Object position labeling entries:

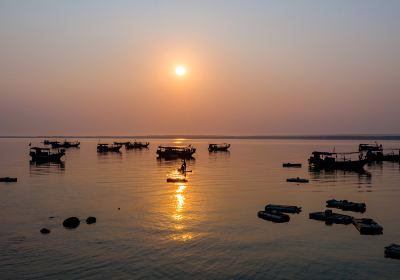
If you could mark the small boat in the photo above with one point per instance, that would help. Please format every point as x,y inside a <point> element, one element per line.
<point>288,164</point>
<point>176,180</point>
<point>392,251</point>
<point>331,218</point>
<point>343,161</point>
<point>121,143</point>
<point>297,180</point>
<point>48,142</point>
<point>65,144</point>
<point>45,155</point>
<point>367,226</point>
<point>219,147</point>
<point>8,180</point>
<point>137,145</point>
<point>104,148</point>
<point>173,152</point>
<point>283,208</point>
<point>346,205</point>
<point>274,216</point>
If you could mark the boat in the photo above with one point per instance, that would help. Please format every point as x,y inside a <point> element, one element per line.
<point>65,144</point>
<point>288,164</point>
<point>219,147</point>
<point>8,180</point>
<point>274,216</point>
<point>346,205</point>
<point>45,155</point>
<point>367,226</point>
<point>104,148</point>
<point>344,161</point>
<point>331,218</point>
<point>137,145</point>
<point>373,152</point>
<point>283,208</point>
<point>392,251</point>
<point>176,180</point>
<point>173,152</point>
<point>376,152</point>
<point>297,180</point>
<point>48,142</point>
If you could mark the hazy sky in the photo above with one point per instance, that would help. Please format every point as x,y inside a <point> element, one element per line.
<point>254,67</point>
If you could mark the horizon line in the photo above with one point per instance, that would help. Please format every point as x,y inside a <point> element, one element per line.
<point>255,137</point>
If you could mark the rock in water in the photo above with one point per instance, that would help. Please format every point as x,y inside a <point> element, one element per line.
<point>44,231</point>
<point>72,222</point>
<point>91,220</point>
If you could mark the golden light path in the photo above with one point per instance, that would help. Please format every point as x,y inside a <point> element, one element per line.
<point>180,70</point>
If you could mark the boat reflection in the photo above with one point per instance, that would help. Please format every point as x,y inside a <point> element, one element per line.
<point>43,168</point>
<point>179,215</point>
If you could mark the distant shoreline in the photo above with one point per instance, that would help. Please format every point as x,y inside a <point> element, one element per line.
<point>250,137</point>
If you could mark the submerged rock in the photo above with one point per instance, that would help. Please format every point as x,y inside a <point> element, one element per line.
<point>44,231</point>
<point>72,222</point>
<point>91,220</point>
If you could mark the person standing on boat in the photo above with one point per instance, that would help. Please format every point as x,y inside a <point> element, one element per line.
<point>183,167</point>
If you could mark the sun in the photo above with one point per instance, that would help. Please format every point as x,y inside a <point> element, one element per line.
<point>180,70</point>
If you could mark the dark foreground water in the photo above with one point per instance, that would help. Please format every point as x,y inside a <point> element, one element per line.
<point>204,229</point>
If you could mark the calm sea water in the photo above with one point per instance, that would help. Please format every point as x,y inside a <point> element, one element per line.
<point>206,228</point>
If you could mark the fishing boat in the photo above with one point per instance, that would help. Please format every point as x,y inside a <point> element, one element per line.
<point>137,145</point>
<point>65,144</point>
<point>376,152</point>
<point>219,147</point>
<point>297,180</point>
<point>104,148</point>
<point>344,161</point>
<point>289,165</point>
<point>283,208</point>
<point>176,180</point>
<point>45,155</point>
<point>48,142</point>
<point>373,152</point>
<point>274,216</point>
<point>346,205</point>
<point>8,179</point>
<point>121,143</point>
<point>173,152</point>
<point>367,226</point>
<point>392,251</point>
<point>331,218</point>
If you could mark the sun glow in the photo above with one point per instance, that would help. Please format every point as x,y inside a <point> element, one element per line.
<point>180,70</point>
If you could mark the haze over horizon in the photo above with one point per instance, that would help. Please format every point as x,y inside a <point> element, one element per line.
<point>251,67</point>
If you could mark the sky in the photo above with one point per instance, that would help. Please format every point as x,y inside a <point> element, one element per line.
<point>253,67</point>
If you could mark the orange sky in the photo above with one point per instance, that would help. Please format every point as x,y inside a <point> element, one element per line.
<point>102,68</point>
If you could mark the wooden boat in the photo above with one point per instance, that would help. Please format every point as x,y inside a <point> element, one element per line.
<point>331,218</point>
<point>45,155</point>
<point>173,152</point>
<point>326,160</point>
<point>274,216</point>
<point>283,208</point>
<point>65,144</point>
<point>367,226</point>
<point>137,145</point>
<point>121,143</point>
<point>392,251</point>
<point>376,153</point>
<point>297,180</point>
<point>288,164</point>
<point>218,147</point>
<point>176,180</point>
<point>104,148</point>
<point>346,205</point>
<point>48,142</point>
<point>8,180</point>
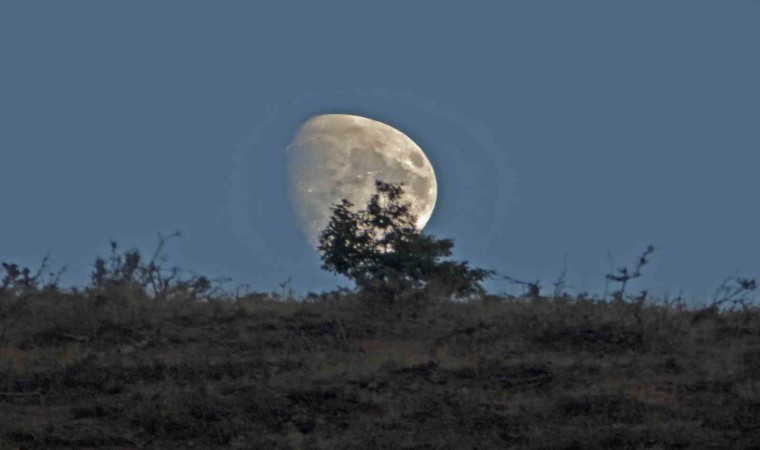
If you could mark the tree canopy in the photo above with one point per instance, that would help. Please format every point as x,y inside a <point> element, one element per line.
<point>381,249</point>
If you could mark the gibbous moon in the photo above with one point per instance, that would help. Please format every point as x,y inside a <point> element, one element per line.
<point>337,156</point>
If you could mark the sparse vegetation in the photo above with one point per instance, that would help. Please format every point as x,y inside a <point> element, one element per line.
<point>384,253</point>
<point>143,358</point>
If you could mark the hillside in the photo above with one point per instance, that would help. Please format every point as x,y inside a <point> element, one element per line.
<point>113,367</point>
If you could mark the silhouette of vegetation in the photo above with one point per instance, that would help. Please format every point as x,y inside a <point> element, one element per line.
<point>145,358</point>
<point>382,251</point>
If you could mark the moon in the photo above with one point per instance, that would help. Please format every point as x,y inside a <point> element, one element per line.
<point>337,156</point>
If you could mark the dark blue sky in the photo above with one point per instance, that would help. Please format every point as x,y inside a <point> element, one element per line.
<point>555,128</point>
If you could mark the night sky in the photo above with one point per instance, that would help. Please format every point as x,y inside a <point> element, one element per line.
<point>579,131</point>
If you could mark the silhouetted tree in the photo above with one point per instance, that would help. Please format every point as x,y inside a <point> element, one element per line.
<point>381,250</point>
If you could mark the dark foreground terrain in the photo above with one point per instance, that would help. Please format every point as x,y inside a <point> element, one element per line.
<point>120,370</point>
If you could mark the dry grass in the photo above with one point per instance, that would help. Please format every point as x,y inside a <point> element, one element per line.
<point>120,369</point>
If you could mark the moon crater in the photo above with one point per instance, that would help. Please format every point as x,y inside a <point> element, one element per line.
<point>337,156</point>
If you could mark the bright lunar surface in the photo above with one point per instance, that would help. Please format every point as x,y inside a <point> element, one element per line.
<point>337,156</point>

▶ **Goal**: Reproduce the stretch of records from the line containing "If you could mark the haze" through the line containing "<point>102,68</point>", requests included, and offset every coordinate in the answers by adding 62.

▶ **Output for this exercise**:
If you could mark the haze over horizon in the photo above with one point per instance, that would help. Please format every point as x,y inside a <point> element, one element per line.
<point>313,129</point>
If you could mark the sky in the photo above with one point per instance, that would help. Please format every point as x,y inside a <point> element, one element per line.
<point>315,129</point>
If you could mark the orange sky in the photo above with one point per instance, that would help. Please format every point as x,y inside a <point> element, one element per line.
<point>164,130</point>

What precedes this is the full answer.